• **TASKS TO CARRY OUT**
[A] In the beam modeling passage, what friction coefficient was assigned between the rollers and the concrete element?
[B] Reproduce, word for word, the stretch of the beam modeling passage from "The pδ load–displacement" through "ls = 1400 mm moment span.".

The 1600 mm beams were connected through two 50-mm-diameter rollers made of solid elements, representing the test boundary conditions (Fig. 6). The loading strip and the boundary rollers were tied to reference points through multi-point constraints. To simulate the test conditions, surface-to-surface interaction with tangential behaviour defined by a friction coefficient of 0.5 was assigned between rollers and concrete element. The friction confection between steel and concrete varies between 0.2 and 0.8, depending on the loading mechanism and test set-up, and values around 0.5 have been used to reliably simulate experimental tests similar to those described in this paper [e.g. 30]. The supports were assigned with elastic steel material properties, as they were overdesigned to remain in the elastic regime. As for the prismatic models, the Newton–Raphson method was used for the integration procedure and a displacement control procedure was considered in which a vertical displacement δ was applied to the relevant reference points. The gravity load was included prior to applying the vertical displacement.

Fig. 6
figure 6

Representation of the 3D beam models, a schematic view, b view of the shear span, c cross section

The pδ load–displacement responses obtained from the numerical simulations on the three-dimensional beam geometry illustrated in Fig. 6, for the specimens described in Sect. 2.3, are shown in Figs. 7 and 8, whilst the main parameters are given in Table 3. The displacement values shown in the figures are those measured on the opposite face to the load application point, which corresponds to notation D1 in Fig. 1. Good agreement was obtained between the predictions and test strengths with a Ptest/Pnum = 1.01 and coefficient of variation COV of 0.12 for the cases with ls = 1400 mm moment span.

• **STORED DATA**
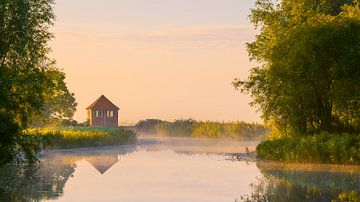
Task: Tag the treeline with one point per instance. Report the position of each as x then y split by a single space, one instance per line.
201 129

• **RESPONSES IN ORDER**
[A] 0.5

[B]
The pδ load–displacement responses obtained from the numerical simulations on the three-dimensional beam geometry illustrated in Fig. 6, for the specimens described in Sect. 2.3, are shown in Figs. 7 and 8, whilst the main parameters are given in Table 3. The displacement values shown in the figures are those measured on the opposite face to the load application point, which corresponds to notation D1 in Fig. 1. Good agreement was obtained between the predictions and test strengths with a Ptest/Pnum = 1.01 and coefficient of variation COV of 0.12 for the cases with ls = 1400 mm moment span.